### TESTO DEL DOCUMENTO
□ □ □ □ □
Pertanto, lo Stato non riconosce la famiglia, ma ne riconosce i diritti, per essere la famiglia, per sé, una entità giuridica.
Per concludere, se le definizioni sono sempre da evitare nelle leggi, questa definizione della famiglia, giuridicamente irrilevante, e di equivoco significato, non deve trovar posto nella Costituzione.
Nell'articolo 24 si dice che «il matrimonio è basato sull'eguaglianza morale e giuridica dei coniugi». Mi permetto di fare qualche riserva su questo concetto, non in quanto io voglio riferirmi ad una eventuale condizione di inferiorità dell'un coniuge rispetto all'altro, ma in quanto intendo riferirmi a quel concetto di ordinamento gerarchico che è insito in ogni organismo, e che, quindi, è proprio della famiglia. Concetto gerarchico, di cui nell'articolo non è cenno di sorta, poiché esso si limita ad affermare l'eguaglianza giuridica e morale dei coniugi come base del matrimonio. La mia riserva è, dunque, del tutto giustificata perché, chi bene guardi, il concetto gerarchico è come scolpito, quando si dice che il marito è il capo della famiglia, che la moglie segue la condizione civile di lui, che ne assume il cognome e che è obbligata ad avere la stessa residenza del marito.
□ □ □ □ □
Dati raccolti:
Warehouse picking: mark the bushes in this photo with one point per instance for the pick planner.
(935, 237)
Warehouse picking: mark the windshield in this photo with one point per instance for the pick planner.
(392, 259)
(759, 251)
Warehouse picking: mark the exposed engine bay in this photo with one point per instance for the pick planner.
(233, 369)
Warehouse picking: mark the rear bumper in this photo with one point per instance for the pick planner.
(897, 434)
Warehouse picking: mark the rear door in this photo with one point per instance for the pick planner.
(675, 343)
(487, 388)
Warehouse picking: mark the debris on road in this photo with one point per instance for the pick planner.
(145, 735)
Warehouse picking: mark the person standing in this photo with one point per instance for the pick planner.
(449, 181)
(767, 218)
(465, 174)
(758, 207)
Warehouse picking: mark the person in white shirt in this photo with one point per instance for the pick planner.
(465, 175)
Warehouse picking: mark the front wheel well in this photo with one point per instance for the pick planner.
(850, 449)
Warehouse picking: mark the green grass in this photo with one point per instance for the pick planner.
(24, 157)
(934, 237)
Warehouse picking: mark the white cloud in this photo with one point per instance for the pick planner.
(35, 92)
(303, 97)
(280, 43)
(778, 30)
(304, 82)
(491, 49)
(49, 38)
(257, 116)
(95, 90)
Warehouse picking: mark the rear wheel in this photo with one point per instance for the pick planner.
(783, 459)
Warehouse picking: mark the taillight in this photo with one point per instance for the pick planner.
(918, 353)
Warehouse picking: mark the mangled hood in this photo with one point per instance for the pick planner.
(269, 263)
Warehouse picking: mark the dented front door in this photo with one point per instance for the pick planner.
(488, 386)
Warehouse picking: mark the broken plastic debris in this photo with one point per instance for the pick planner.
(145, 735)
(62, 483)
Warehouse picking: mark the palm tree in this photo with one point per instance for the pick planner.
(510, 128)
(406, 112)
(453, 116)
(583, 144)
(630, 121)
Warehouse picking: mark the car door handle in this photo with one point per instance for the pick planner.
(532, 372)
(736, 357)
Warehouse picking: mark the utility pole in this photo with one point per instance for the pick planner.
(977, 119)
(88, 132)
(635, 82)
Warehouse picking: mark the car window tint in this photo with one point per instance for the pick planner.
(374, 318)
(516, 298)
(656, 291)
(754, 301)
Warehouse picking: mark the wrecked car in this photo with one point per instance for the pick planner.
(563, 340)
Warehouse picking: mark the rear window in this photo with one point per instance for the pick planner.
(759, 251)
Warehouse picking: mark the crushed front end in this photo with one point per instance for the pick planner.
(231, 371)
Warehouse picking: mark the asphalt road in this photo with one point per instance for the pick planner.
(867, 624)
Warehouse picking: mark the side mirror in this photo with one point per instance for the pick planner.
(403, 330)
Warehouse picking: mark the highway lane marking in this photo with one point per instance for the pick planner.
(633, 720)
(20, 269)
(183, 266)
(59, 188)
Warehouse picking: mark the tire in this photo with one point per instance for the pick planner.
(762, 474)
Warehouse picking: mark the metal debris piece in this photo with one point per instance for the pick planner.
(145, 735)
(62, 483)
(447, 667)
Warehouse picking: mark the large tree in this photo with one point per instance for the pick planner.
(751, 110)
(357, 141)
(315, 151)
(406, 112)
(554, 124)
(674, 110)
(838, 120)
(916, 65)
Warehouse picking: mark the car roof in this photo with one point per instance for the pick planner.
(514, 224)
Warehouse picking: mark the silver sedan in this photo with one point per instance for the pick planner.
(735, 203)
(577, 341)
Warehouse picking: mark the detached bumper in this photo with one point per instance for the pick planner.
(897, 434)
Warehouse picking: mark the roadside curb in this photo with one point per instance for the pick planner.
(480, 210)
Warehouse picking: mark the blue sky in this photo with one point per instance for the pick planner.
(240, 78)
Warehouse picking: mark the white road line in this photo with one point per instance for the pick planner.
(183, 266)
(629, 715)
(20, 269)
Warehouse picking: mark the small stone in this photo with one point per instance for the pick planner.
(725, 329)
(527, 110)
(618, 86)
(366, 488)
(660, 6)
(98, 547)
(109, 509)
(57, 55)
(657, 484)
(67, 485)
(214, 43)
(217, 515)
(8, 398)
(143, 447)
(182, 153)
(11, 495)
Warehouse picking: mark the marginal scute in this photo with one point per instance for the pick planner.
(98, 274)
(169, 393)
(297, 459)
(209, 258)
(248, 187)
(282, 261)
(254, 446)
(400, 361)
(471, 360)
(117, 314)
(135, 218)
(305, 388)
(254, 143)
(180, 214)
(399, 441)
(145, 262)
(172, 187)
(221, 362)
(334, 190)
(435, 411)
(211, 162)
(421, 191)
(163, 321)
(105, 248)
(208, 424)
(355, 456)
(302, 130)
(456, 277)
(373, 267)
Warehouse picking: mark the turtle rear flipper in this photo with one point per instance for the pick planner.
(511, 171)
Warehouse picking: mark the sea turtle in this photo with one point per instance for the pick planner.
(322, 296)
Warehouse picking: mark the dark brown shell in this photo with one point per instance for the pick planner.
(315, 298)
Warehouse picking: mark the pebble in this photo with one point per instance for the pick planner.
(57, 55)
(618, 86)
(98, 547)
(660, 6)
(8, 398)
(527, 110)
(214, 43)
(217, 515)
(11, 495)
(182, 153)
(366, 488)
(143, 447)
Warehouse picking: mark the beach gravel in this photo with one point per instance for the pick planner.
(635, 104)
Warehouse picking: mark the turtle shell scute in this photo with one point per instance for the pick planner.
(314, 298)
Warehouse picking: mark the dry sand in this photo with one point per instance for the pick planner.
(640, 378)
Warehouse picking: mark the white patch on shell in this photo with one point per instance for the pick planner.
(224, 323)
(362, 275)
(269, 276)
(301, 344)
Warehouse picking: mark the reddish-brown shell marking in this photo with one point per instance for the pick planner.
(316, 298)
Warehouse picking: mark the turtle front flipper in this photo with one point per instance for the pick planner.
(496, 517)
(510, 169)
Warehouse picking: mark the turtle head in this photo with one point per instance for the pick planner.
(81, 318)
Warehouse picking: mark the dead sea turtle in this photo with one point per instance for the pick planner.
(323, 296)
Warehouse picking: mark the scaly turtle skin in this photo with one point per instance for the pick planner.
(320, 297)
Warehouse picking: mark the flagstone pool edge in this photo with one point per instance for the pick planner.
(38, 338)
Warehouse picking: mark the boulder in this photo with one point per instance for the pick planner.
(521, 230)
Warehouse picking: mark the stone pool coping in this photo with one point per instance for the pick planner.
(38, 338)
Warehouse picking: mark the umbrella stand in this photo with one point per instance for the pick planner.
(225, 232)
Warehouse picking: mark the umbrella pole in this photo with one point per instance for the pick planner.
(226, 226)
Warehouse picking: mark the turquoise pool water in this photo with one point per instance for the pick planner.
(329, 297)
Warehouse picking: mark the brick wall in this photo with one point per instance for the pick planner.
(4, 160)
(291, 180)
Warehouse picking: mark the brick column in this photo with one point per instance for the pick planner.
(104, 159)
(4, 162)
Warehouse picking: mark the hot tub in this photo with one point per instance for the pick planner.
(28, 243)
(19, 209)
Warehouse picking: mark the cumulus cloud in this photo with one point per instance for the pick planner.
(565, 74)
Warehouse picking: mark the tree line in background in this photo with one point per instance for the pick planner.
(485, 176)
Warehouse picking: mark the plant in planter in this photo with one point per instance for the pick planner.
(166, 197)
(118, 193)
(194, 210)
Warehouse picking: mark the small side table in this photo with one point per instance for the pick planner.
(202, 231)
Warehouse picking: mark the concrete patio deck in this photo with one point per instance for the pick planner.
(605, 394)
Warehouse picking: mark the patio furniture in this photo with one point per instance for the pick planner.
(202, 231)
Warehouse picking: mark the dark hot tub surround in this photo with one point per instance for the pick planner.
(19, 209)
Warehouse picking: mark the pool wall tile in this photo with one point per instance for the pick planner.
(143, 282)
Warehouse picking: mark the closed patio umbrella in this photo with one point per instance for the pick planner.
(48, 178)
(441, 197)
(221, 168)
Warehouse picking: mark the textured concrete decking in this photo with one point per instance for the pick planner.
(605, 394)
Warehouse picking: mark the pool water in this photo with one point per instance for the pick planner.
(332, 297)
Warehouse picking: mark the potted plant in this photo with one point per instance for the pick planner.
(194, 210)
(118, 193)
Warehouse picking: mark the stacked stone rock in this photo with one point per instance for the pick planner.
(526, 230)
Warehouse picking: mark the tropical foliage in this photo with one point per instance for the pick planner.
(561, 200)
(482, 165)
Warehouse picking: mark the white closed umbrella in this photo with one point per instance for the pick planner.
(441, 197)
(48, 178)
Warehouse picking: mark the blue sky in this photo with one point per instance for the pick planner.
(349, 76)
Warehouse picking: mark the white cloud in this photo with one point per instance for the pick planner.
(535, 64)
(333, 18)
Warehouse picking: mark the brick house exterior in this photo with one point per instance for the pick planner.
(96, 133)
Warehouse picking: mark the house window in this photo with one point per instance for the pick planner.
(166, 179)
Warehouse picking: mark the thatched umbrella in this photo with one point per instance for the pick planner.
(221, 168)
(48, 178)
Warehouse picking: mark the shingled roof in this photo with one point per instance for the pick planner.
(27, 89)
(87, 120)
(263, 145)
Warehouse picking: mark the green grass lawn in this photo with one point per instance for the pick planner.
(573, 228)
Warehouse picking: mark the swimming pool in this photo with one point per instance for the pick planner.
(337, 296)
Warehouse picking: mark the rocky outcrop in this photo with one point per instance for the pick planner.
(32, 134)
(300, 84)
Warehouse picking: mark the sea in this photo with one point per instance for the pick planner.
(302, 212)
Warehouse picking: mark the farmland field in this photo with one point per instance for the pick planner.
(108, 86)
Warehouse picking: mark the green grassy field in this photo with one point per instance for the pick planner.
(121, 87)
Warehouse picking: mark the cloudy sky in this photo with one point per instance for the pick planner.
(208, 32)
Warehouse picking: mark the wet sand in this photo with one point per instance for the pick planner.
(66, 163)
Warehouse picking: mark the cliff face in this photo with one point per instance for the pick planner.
□ □ □ □ □
### SFIDA 1
Indica se ciascuna delle affermazioni seguenti concorda con il testo sulla famiglia e sul matrimonio, rispondendo sì o no e citando esattamente le parole del testo che lo stabiliscono. (a) Lo Stato riconosce la famiglia. (b) L'articolo 24 afferma che il matrimonio è basato sull'eguaglianza morale e giuridica dei coniugi. (c) La definizione della famiglia deve trovare posto nella Costituzione.
### SFIDA 2
Continua il testo sulla famiglia e sul matrimonio a partire dalla sua ultima frase.

### RISULTATO 1
(a) No: «lo Stato non riconosce la famiglia, ma ne riconosce i diritti».
(b) Sì: «il matrimonio è basato sull'eguaglianza morale e giuridica dei coniugi».
(c) No: «questa definizione della famiglia, giuridicamente irrilevante, e di equivoco significato, non deve trovar posto nella Costituzione».

### RISULTATO 2
Pertanto, se si può affermare l'eguaglianza giuridica in rapporto agli obblighi dell'assistenza, della fedeltà e della coabitazione, che sono innegabilmente obblighi reciproci, non si può, invece, affermarla per tutti gli altri rapporti che derivano dal matrimonio. Eccovi un esempio.
Quando si dice che il marito è il titolare del domicilio, tale titolarità non è meramente nominale, ma ad essa corrisponde, nel caso di violazione del domicilio, un diritto, che può essere esercitato dalla moglie solo quando non possa essere esercitato dal titolare.
Del pari, titolare della potestà patria è il padre, e solo in via sussidiaria la madre, onde la rappresentanza legale di figli minori spetta al padre, come gli spetta anche il diritto di querela per i reati commessi in danno dei minori stessi. È evidente, adunque, che nello svolgimento dei rapporti familiari il concetto dell'ordinamento gerarchico della famiglia stabilisce necessariamente una differenza giuridica, se non morale.
Rappresentanza, nel suo molteplice contenuto: in giudizio, nell'accettazione di una eredità, nell'accettazione di una donazione, e simili. Questo diritto è riconosciuto da tutte le leggi al padre.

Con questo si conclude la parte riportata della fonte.